(Shape annotation entries)
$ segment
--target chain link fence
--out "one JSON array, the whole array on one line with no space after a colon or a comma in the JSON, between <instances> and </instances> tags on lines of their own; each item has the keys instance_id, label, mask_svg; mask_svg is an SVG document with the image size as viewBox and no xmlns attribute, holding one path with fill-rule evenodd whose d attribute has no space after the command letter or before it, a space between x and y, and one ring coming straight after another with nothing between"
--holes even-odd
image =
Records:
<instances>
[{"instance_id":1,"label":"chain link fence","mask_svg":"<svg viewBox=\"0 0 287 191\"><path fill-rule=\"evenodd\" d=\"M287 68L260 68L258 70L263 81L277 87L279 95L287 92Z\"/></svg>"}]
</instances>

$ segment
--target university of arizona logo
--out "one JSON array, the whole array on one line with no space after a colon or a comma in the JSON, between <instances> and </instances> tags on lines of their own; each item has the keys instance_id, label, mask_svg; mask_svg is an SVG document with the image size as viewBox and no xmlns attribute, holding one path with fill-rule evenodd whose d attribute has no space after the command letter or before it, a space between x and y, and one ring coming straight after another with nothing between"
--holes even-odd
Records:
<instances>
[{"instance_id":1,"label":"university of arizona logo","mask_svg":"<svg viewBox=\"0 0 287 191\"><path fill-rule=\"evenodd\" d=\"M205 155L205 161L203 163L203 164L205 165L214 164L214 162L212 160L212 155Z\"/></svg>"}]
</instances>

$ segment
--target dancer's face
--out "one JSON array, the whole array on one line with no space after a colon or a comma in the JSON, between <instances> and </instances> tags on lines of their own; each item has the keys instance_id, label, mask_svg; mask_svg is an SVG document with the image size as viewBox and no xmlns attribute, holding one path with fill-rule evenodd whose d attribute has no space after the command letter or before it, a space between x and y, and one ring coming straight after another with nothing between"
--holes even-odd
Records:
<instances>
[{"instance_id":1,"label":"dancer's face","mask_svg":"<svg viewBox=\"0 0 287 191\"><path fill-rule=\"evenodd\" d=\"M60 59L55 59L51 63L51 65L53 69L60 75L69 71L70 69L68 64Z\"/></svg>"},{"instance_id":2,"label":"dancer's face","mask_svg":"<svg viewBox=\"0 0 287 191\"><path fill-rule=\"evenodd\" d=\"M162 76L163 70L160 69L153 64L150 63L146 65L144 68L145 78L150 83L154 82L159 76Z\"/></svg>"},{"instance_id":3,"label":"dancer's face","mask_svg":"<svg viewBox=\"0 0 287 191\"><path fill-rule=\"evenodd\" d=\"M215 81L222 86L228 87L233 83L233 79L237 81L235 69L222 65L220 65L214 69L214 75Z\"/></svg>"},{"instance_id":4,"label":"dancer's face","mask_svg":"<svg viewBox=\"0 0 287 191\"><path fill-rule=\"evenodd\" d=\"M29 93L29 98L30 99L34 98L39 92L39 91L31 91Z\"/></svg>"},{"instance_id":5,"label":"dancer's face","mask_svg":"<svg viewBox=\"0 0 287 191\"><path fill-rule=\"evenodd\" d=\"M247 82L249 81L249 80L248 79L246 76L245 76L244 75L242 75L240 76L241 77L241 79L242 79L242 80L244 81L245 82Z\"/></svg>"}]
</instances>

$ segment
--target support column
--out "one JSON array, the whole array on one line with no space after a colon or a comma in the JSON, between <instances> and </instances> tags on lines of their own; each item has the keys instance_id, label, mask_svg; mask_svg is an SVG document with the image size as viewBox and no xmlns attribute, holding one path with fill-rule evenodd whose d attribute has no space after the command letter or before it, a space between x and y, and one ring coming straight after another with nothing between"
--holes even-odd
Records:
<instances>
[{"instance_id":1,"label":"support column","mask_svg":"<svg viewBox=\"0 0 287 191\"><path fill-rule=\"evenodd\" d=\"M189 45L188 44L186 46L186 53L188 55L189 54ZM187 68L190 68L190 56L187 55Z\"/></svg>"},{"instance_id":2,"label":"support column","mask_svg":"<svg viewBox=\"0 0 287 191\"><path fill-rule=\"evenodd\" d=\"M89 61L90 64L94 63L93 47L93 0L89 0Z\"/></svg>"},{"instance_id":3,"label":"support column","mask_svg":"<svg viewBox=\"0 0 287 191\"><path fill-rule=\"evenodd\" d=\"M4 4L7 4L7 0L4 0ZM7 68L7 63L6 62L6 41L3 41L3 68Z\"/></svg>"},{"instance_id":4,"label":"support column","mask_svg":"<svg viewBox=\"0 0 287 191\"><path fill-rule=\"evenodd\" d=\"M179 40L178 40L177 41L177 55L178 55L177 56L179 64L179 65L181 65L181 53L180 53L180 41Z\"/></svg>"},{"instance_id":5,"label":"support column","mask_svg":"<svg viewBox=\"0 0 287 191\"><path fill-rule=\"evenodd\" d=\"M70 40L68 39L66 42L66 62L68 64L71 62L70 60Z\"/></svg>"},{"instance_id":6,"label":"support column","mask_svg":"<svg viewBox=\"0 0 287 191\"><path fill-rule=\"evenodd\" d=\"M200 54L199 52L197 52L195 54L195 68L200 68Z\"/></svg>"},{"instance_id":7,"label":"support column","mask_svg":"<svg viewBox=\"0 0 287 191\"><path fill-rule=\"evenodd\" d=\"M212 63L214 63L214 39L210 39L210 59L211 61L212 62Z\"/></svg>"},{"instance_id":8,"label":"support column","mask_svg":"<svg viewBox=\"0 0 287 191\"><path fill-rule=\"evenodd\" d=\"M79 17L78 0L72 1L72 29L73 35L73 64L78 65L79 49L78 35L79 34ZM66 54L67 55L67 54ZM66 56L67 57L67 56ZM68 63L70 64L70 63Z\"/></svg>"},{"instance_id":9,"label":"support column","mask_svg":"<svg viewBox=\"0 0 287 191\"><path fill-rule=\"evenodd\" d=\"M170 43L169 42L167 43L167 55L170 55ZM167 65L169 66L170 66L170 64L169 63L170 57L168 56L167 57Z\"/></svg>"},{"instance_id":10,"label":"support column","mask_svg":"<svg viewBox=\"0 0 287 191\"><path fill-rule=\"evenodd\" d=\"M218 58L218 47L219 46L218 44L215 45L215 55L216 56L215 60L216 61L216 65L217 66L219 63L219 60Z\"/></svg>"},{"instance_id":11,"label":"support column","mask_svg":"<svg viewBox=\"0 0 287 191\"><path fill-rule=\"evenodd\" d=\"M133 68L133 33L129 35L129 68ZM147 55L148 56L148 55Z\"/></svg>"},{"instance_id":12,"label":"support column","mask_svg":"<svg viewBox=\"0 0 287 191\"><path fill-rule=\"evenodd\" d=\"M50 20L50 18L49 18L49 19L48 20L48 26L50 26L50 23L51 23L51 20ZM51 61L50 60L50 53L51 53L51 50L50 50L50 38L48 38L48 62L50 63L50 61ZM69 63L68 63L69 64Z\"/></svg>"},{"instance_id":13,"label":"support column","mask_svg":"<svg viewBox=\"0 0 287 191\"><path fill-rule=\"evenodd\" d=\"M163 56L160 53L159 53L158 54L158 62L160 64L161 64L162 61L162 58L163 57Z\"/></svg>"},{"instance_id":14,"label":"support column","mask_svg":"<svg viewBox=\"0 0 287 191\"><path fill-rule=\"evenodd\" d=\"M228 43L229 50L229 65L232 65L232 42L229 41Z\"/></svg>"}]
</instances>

**Work to be completed**
Every record above needs to be repeated word for word.

**Task result**
$ segment
--target chain link fence
--out "one JSON array, the whole array on one line with no space after a colon or a comma in the JSON, between <instances> and </instances> tags on lines of their own; each item has the keys instance_id, label, mask_svg; mask_svg is an SVG document with the image size as viewBox and no xmlns attribute, holding one path with fill-rule evenodd whose d attribute has no space after the command letter or before it, a space between x and y, and one ring coming straight after another with nothing between"
--holes even-odd
image =
Records:
<instances>
[{"instance_id":1,"label":"chain link fence","mask_svg":"<svg viewBox=\"0 0 287 191\"><path fill-rule=\"evenodd\" d=\"M287 68L260 68L258 70L263 81L277 87L279 95L287 92Z\"/></svg>"}]
</instances>

$ segment
--target university of arizona logo
--out "one JSON array, the whole array on one line with no space after a colon or a comma in the JSON, between <instances> and </instances> tags on lines of their own; each item has the keys instance_id, label, mask_svg; mask_svg is an SVG document with the image size as viewBox and no xmlns attribute, holding one path with fill-rule evenodd whose d attribute has no space after the command letter or before it, a space between x and y, and one ring coming straight after another with nothing between"
--holes even-odd
Records:
<instances>
[{"instance_id":1,"label":"university of arizona logo","mask_svg":"<svg viewBox=\"0 0 287 191\"><path fill-rule=\"evenodd\" d=\"M205 155L205 161L203 163L203 164L205 165L214 164L214 162L212 160L212 155Z\"/></svg>"}]
</instances>

$ segment
--target dancer's face
--out "one JSON array, the whole array on one line with no space after a colon or a comma in the JSON, between <instances> and </instances> tags on lines of their own; each item has the keys instance_id, label, mask_svg; mask_svg is an SVG document with the image size as viewBox and no xmlns attribute, holding one path with fill-rule evenodd whose d attribute has no space after the command letter or before it, a space between x and y, and one ring coming straight after another with nothing between"
--holes even-odd
Records:
<instances>
[{"instance_id":1,"label":"dancer's face","mask_svg":"<svg viewBox=\"0 0 287 191\"><path fill-rule=\"evenodd\" d=\"M60 59L55 59L51 63L51 65L53 69L60 75L69 71L70 69L68 64Z\"/></svg>"},{"instance_id":2,"label":"dancer's face","mask_svg":"<svg viewBox=\"0 0 287 191\"><path fill-rule=\"evenodd\" d=\"M162 76L163 70L160 69L153 64L150 63L146 65L144 68L145 78L150 83L154 82L159 76Z\"/></svg>"},{"instance_id":3,"label":"dancer's face","mask_svg":"<svg viewBox=\"0 0 287 191\"><path fill-rule=\"evenodd\" d=\"M215 81L222 86L228 87L233 83L233 79L237 81L235 69L222 65L220 65L214 69L214 75Z\"/></svg>"},{"instance_id":4,"label":"dancer's face","mask_svg":"<svg viewBox=\"0 0 287 191\"><path fill-rule=\"evenodd\" d=\"M29 93L29 98L30 99L34 98L39 92L39 91L31 91Z\"/></svg>"},{"instance_id":5,"label":"dancer's face","mask_svg":"<svg viewBox=\"0 0 287 191\"><path fill-rule=\"evenodd\" d=\"M247 82L249 81L249 80L248 79L246 76L245 76L244 75L242 75L240 76L241 77L241 79L242 79L242 80L244 81L245 82Z\"/></svg>"}]
</instances>

$ segment
--target support column
--out "one JSON array, the whole array on one line with no space after a colon or a comma in the JSON, between <instances> and </instances> tags on lines of their own; each item has the keys instance_id, label, mask_svg; mask_svg is an SVG document with the image size as viewBox and no xmlns attribute, holding one path with fill-rule evenodd whose d attribute has no space after the command letter or before it, a space between x and y, and one ring coming straight after another with nothing between"
--holes even-odd
Records:
<instances>
[{"instance_id":1,"label":"support column","mask_svg":"<svg viewBox=\"0 0 287 191\"><path fill-rule=\"evenodd\" d=\"M189 45L188 44L186 46L186 53L188 55L189 54ZM187 68L190 68L190 56L187 55Z\"/></svg>"},{"instance_id":2,"label":"support column","mask_svg":"<svg viewBox=\"0 0 287 191\"><path fill-rule=\"evenodd\" d=\"M89 61L90 64L94 63L93 47L93 0L89 0Z\"/></svg>"},{"instance_id":3,"label":"support column","mask_svg":"<svg viewBox=\"0 0 287 191\"><path fill-rule=\"evenodd\" d=\"M4 4L7 4L7 0L4 0ZM7 68L7 63L6 62L6 41L3 41L3 68Z\"/></svg>"},{"instance_id":4,"label":"support column","mask_svg":"<svg viewBox=\"0 0 287 191\"><path fill-rule=\"evenodd\" d=\"M179 40L178 40L177 41L177 55L178 55L177 56L179 64L179 65L181 65L181 53L180 53L180 41Z\"/></svg>"},{"instance_id":5,"label":"support column","mask_svg":"<svg viewBox=\"0 0 287 191\"><path fill-rule=\"evenodd\" d=\"M70 40L68 39L66 42L66 62L68 64L71 62L70 60Z\"/></svg>"},{"instance_id":6,"label":"support column","mask_svg":"<svg viewBox=\"0 0 287 191\"><path fill-rule=\"evenodd\" d=\"M200 54L199 52L197 52L195 54L195 68L200 68Z\"/></svg>"},{"instance_id":7,"label":"support column","mask_svg":"<svg viewBox=\"0 0 287 191\"><path fill-rule=\"evenodd\" d=\"M212 63L214 63L214 39L210 39L210 59L211 61L212 62Z\"/></svg>"},{"instance_id":8,"label":"support column","mask_svg":"<svg viewBox=\"0 0 287 191\"><path fill-rule=\"evenodd\" d=\"M79 17L78 0L72 1L72 29L73 35L73 64L78 65L79 49L78 35L79 34ZM66 54L67 55L67 54ZM66 56L67 57L67 56ZM68 63L70 64L70 63Z\"/></svg>"},{"instance_id":9,"label":"support column","mask_svg":"<svg viewBox=\"0 0 287 191\"><path fill-rule=\"evenodd\" d=\"M170 43L169 42L167 43L167 55L170 55ZM167 65L169 66L170 66L170 64L169 63L170 57L168 56L167 57Z\"/></svg>"},{"instance_id":10,"label":"support column","mask_svg":"<svg viewBox=\"0 0 287 191\"><path fill-rule=\"evenodd\" d=\"M218 58L218 47L219 46L218 44L215 45L215 55L216 56L215 60L216 61L216 65L217 66L219 63L219 60Z\"/></svg>"},{"instance_id":11,"label":"support column","mask_svg":"<svg viewBox=\"0 0 287 191\"><path fill-rule=\"evenodd\" d=\"M133 68L133 33L129 35L129 68ZM147 55L148 56L148 55Z\"/></svg>"},{"instance_id":12,"label":"support column","mask_svg":"<svg viewBox=\"0 0 287 191\"><path fill-rule=\"evenodd\" d=\"M50 20L50 18L49 18L49 19L48 20L48 26L50 26L50 23L51 23L51 20ZM51 61L50 60L50 53L51 53L51 50L50 50L50 38L48 38L48 62L50 63L50 61ZM69 63L68 63L69 64Z\"/></svg>"},{"instance_id":13,"label":"support column","mask_svg":"<svg viewBox=\"0 0 287 191\"><path fill-rule=\"evenodd\" d=\"M163 56L160 53L159 53L158 54L158 62L160 64L161 64L162 61L162 58L163 57Z\"/></svg>"},{"instance_id":14,"label":"support column","mask_svg":"<svg viewBox=\"0 0 287 191\"><path fill-rule=\"evenodd\" d=\"M228 43L229 50L229 65L232 65L232 42L229 41Z\"/></svg>"}]
</instances>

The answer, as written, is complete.